Written problem: Word for word, transcribe the lines from the one containing "Target: table lamp" through the end of the entries, both included, and nothing else.
****************************************
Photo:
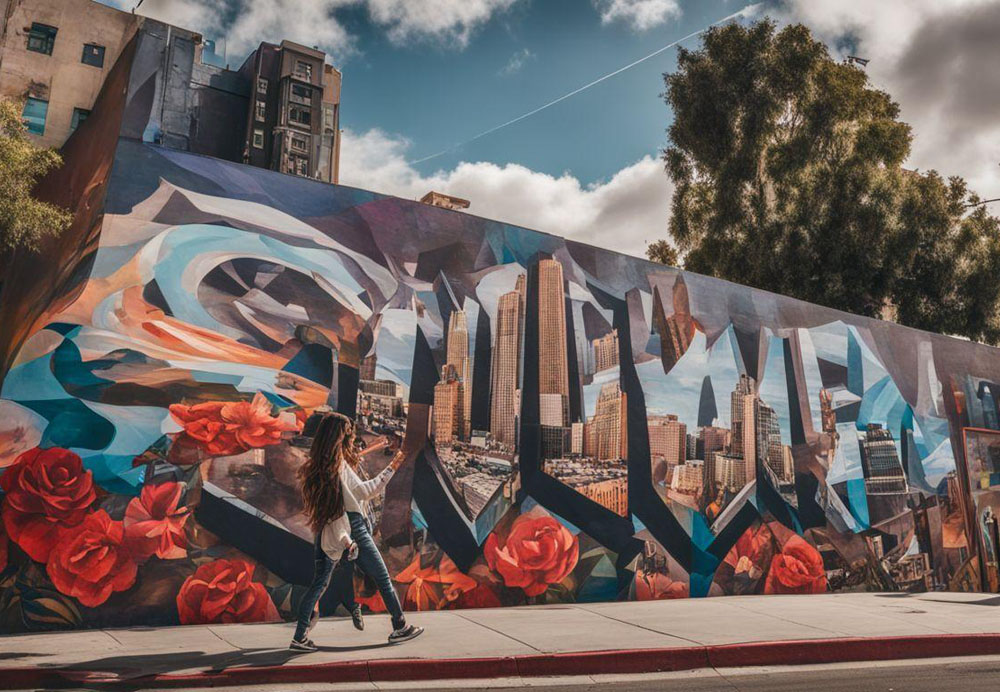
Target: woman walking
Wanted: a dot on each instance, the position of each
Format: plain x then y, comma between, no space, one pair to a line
336,502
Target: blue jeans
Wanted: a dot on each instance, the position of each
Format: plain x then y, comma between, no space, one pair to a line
322,571
371,563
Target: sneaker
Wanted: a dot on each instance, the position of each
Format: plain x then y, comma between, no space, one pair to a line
405,633
304,645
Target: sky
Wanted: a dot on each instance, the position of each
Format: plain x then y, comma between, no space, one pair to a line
426,76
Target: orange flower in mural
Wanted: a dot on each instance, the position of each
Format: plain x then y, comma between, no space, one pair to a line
657,586
91,560
154,524
536,552
46,491
434,587
222,428
224,591
797,569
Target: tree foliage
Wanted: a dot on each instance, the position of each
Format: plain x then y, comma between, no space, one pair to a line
788,169
24,220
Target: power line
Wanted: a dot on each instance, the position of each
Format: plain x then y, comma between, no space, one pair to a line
749,9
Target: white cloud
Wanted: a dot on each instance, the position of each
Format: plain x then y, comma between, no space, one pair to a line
246,23
641,15
937,58
517,61
309,23
623,213
450,21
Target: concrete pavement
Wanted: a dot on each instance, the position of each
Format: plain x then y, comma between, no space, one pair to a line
541,636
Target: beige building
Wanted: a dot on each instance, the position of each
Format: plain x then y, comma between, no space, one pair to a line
54,56
553,369
609,422
440,199
280,110
446,418
457,356
667,439
506,370
611,493
606,351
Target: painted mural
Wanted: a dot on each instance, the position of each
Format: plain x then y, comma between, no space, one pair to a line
578,425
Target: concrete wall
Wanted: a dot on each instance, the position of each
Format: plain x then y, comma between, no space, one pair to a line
61,78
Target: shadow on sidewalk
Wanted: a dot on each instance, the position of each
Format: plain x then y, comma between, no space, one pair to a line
132,668
992,601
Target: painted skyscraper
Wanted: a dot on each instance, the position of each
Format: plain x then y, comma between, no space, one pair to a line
553,370
506,370
457,354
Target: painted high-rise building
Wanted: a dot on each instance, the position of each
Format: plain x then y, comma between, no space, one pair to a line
447,417
745,387
609,421
667,439
553,369
506,369
457,355
676,330
606,351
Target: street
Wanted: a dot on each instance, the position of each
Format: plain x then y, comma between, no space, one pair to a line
933,675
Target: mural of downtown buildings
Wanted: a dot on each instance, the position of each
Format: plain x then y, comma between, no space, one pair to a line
578,425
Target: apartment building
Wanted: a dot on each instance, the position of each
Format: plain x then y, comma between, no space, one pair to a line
54,56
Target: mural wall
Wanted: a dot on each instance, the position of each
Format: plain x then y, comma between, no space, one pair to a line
578,425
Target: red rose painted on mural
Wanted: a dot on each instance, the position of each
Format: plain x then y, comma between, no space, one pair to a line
536,552
91,561
3,548
224,591
797,569
47,490
656,586
223,428
154,524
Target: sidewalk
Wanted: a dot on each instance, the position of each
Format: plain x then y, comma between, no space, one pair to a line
541,640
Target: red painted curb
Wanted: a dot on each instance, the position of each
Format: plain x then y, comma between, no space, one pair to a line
534,665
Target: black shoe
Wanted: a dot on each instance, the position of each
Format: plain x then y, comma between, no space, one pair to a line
304,645
405,633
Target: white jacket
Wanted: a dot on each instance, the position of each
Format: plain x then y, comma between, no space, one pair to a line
336,536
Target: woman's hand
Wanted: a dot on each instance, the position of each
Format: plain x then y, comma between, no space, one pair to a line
397,460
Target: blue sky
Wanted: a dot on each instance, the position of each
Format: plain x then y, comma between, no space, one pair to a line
436,97
423,75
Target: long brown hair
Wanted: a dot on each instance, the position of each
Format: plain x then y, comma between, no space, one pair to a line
322,492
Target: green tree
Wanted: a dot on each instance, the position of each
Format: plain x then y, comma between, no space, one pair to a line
788,176
24,220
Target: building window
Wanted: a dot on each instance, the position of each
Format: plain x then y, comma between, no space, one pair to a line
328,122
303,70
34,114
79,115
93,54
298,165
301,94
300,116
42,38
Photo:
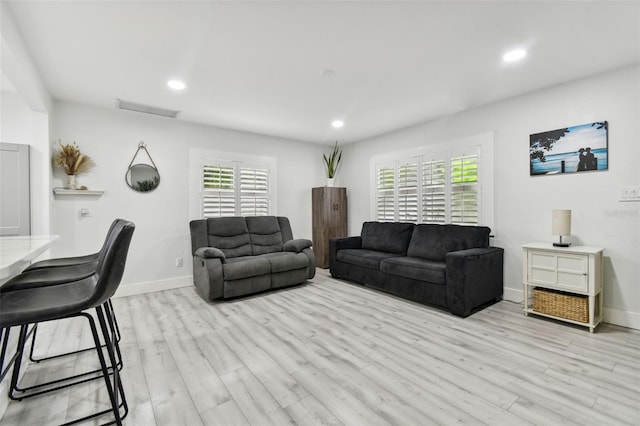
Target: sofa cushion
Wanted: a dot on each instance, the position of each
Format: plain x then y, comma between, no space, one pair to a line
244,267
265,234
365,258
286,261
433,242
415,269
230,235
390,237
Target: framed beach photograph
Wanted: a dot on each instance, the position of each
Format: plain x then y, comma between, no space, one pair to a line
569,150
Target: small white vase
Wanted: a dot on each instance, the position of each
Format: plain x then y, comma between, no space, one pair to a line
71,182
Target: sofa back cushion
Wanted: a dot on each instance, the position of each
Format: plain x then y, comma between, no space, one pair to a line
389,237
229,234
265,234
433,242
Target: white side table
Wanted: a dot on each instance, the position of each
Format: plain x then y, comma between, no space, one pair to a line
575,269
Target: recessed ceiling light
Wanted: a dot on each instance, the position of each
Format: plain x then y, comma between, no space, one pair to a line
327,72
514,55
176,84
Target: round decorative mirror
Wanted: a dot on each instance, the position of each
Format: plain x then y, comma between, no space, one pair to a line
142,177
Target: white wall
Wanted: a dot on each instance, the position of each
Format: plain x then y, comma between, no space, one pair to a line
111,138
523,203
19,124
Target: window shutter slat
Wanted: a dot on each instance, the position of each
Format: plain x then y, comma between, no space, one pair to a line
232,189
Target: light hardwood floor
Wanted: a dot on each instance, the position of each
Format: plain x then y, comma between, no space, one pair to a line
335,353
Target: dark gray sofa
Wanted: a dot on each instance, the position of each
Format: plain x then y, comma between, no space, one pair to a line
237,256
451,266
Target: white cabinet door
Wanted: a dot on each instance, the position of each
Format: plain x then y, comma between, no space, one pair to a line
559,271
15,215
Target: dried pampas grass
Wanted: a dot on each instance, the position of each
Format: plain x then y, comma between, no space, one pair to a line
72,160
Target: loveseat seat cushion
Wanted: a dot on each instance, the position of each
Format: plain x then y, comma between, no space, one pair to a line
433,242
415,269
230,235
265,234
244,267
286,261
389,237
369,259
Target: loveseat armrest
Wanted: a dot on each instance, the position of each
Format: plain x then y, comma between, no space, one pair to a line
210,253
297,245
473,277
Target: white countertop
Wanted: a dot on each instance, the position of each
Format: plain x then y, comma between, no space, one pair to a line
17,252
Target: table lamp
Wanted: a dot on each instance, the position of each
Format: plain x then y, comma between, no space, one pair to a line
561,225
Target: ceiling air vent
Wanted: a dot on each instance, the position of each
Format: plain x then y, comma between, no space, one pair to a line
132,106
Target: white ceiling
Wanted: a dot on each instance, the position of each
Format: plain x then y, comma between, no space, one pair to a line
258,66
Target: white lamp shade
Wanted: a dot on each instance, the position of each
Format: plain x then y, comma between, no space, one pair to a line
561,222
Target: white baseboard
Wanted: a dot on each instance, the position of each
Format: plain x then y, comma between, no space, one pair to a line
512,295
611,316
623,318
151,286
****************************************
Task output:
Target: table lamp
Wanted: a dot on each instance, the position of each
Format: plain x then y, comma between, no space, one pair to a line
561,225
Target: ceiling air vent
Wanted: a dot on each instance, the position of each
Format: plain x then y, comma between, no space, one pair to a line
132,106
Target: white ceiling
Wanted: a dot on each instance, the position of each
Format: plain x then y, comma between, no space, one pair to a line
258,66
Target: white lamp shade
Wanted: a dot on each instance, the position of each
Format: plain x then y, comma between, no space, one pair to a line
561,222
Target: white baseboard
Wanted: a dot on each instance, the position of each
Format: plain x then y, comma between, no space, one pair to a line
512,295
611,316
623,318
151,286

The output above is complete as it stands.